◆ The data
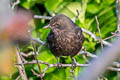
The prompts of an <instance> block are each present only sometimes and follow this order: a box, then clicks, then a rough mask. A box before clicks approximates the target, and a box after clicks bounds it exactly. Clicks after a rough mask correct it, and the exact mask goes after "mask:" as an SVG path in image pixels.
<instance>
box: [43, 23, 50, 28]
mask: <svg viewBox="0 0 120 80" xmlns="http://www.w3.org/2000/svg"><path fill="white" fill-rule="evenodd" d="M46 28H51V26H50V24H48V25H46V26H44V27H43V29H46Z"/></svg>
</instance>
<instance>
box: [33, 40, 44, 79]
mask: <svg viewBox="0 0 120 80" xmlns="http://www.w3.org/2000/svg"><path fill="white" fill-rule="evenodd" d="M32 46H33V51H34V57H35V60H36V62H37V64H38V69H39V72H40V78H41V80H43V76H42V72H41V68H40V64H39V62H38V59H37V53H36V48H35V45H34V43H33V42H32Z"/></svg>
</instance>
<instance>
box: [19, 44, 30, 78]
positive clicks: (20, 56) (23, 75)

◆ Description of the task
Retype every line of the records above with no changes, leaving out the pictures.

◆ Solution to the exercise
The prompts of an <instance> block are each present only sometimes and follow this order: a box, then clicks, then a rough mask. A box before clicks approximates the target, and a box after clicks bounds it exactly. Clicks after a rough mask correct it, and the exact mask goes after "mask:" as an SVG path in image pixels.
<instance>
box: [43, 23, 50, 28]
mask: <svg viewBox="0 0 120 80" xmlns="http://www.w3.org/2000/svg"><path fill="white" fill-rule="evenodd" d="M46 28H51V26H50V24H48V25H46V26H44V27H43V29H46Z"/></svg>
</instance>
<instance>
box: [33, 40, 44, 79]
mask: <svg viewBox="0 0 120 80" xmlns="http://www.w3.org/2000/svg"><path fill="white" fill-rule="evenodd" d="M32 46H33V51H34V57H35V60H36V62H37V64H38V69H39V72H40V78H41V80H43V76H42V72H41V68H40V64H39V62H38V59H37V53H36V48H35V45H34V43H33V42H32Z"/></svg>
</instance>
<instance>
box: [19, 44, 30, 78]
positive clicks: (20, 56) (23, 75)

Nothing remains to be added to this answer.